● Work required
Please reproduce the stretch from the line containing "Where can the blue sky" through the line containing "point(597, 636)", swapping "green grass" for "green lawn" and changing nothing else.

────

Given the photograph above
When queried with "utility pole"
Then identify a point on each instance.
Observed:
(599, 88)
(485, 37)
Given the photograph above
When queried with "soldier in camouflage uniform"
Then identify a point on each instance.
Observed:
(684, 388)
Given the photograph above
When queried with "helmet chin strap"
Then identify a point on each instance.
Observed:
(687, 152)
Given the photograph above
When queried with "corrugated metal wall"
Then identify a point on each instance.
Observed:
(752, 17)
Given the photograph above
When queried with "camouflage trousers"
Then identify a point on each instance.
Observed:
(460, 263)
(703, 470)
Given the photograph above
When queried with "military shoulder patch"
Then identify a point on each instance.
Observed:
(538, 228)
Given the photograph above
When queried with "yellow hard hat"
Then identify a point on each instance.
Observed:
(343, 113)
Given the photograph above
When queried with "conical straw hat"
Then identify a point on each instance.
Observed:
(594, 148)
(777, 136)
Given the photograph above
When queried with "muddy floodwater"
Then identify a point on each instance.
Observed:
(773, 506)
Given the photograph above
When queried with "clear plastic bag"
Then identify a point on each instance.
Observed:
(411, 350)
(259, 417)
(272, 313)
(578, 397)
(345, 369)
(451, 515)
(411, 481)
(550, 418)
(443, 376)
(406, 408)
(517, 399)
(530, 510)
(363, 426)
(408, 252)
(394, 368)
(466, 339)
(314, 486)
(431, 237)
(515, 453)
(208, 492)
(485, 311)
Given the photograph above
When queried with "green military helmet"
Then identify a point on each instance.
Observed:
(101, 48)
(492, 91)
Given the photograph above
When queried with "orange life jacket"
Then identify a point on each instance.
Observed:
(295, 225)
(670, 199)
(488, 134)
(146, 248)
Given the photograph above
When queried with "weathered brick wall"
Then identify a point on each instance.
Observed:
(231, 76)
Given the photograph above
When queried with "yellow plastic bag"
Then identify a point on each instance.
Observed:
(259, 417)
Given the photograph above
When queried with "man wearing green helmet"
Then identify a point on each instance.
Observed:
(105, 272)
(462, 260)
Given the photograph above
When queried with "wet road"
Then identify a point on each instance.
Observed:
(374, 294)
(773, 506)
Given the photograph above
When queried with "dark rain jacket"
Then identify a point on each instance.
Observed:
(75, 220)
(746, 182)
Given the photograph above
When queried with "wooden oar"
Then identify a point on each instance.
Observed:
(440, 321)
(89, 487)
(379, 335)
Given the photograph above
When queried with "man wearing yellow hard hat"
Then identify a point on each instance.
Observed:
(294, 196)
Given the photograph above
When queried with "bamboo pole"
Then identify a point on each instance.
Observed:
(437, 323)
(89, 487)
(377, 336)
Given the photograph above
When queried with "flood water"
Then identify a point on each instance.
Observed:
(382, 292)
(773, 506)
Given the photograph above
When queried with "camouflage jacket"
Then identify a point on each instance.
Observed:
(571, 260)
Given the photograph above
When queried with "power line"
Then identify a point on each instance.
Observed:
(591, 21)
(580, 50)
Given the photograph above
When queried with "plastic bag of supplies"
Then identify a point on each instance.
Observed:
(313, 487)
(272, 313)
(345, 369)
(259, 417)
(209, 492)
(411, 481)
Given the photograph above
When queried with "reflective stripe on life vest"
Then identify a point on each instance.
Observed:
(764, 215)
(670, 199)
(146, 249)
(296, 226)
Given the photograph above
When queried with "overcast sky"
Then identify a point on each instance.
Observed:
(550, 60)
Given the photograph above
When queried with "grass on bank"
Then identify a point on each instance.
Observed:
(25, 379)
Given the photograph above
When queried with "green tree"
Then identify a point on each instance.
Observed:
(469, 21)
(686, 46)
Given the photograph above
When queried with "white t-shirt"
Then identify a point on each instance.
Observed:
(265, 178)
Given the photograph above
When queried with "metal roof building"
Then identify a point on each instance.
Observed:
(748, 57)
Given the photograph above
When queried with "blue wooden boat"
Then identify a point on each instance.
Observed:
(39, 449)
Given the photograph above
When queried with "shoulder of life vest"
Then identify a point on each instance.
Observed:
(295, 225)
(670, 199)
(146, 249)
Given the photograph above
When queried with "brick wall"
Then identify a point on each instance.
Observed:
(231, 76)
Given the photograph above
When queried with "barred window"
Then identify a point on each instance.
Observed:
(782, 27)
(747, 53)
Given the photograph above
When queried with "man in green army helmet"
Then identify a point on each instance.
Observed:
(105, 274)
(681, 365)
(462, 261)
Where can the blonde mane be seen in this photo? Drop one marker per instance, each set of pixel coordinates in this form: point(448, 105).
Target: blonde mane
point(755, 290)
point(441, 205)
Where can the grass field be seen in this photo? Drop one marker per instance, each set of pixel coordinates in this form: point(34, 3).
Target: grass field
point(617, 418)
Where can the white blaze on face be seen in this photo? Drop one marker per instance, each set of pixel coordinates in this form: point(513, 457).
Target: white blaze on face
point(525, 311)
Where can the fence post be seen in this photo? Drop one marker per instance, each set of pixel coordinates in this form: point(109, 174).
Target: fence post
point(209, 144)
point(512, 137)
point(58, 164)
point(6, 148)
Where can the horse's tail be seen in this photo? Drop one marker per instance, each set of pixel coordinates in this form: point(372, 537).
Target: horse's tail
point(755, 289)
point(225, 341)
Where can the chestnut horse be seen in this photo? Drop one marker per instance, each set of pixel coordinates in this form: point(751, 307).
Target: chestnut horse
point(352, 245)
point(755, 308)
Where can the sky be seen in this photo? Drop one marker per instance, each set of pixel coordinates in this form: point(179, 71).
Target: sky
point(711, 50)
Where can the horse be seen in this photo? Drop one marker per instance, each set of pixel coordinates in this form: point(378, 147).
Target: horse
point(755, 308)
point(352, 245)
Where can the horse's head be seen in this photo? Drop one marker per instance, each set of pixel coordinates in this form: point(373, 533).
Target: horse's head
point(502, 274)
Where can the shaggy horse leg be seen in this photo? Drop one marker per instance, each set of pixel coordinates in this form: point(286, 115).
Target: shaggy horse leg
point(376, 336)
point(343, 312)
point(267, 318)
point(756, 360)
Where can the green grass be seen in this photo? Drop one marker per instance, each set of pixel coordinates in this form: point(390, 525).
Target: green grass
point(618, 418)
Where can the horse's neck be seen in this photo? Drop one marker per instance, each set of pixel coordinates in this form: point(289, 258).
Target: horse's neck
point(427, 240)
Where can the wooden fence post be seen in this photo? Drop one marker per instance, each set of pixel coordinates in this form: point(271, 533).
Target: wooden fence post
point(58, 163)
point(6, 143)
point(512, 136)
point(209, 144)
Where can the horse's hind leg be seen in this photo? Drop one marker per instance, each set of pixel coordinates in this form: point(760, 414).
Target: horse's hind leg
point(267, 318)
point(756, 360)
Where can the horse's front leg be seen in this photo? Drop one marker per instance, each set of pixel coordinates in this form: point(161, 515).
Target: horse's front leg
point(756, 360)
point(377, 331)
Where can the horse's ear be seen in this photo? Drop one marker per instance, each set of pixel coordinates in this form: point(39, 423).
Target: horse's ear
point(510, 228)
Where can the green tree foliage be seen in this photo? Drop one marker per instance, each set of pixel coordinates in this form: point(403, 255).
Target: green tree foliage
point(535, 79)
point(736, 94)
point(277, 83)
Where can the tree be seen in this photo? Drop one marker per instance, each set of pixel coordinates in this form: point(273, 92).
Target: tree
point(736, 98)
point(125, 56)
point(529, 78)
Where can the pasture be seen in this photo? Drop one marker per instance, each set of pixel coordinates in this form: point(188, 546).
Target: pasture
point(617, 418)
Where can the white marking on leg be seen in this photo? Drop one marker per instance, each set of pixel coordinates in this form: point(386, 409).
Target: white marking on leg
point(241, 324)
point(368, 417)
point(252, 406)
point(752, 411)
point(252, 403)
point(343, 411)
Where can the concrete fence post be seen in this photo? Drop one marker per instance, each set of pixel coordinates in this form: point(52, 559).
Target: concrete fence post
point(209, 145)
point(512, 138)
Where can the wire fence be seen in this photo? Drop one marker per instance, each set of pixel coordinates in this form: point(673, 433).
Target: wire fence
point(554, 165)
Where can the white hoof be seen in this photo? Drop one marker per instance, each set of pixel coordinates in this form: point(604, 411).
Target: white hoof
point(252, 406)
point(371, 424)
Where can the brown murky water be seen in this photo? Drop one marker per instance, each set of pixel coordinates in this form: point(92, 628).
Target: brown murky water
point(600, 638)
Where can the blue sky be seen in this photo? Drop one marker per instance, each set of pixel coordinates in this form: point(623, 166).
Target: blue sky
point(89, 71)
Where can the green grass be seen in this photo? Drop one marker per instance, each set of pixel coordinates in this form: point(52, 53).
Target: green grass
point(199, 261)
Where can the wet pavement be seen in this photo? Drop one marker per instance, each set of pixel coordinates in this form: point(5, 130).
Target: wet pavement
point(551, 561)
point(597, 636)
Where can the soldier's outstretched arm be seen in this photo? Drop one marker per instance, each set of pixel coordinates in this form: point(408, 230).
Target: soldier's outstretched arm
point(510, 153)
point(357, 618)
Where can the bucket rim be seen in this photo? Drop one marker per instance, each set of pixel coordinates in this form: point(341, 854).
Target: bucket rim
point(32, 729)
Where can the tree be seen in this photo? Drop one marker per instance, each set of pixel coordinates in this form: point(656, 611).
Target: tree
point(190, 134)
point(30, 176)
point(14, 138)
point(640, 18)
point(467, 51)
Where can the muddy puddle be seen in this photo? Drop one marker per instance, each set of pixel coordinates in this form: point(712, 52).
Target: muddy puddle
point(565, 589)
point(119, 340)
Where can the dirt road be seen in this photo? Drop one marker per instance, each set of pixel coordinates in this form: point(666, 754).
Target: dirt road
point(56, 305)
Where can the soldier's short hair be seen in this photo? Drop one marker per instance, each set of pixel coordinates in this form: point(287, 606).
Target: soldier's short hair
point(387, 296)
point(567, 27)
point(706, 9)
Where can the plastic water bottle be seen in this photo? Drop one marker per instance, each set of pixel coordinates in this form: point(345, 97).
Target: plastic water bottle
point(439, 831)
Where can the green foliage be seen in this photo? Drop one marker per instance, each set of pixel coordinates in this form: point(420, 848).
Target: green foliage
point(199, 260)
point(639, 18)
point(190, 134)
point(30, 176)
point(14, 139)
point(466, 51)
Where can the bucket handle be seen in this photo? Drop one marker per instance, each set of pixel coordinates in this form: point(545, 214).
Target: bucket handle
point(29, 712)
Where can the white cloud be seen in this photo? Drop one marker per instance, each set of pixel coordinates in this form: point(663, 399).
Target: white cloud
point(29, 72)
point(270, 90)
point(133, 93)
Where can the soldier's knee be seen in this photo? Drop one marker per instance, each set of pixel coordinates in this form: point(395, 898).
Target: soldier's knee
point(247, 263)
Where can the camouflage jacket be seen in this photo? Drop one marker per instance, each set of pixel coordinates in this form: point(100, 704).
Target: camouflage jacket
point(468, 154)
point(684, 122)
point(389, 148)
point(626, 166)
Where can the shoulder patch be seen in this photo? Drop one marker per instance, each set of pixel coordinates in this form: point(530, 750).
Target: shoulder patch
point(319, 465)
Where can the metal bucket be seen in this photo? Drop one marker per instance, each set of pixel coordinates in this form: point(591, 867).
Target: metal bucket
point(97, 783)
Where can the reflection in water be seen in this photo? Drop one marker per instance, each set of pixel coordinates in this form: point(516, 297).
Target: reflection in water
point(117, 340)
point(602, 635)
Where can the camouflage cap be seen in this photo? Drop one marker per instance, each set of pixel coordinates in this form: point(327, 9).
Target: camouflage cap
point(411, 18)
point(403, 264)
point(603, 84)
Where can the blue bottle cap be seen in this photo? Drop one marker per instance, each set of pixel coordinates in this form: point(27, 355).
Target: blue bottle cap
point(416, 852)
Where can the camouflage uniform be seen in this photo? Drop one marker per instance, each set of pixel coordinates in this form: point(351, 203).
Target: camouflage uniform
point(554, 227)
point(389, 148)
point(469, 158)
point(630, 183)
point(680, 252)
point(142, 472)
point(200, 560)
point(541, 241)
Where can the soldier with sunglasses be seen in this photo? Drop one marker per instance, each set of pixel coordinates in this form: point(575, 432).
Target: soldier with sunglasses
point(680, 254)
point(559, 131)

────

● Solution to the exercise
Where can the blue sky be seen in this photo? Drop one marker per instance, each set of pixel coordinates in this form: point(623, 166).
Target: blue sky
point(89, 71)
Where can the green lawn be seen in this photo? Drop one marker per instance, each set of pixel coordinates in this form: point(52, 53).
Target: green lawn
point(199, 261)
Where can the wet pavement be seen in this photo? Drop one marker per instance, each set of pixel coordinates in this form: point(5, 130).
Target: wet pavement
point(551, 561)
point(597, 636)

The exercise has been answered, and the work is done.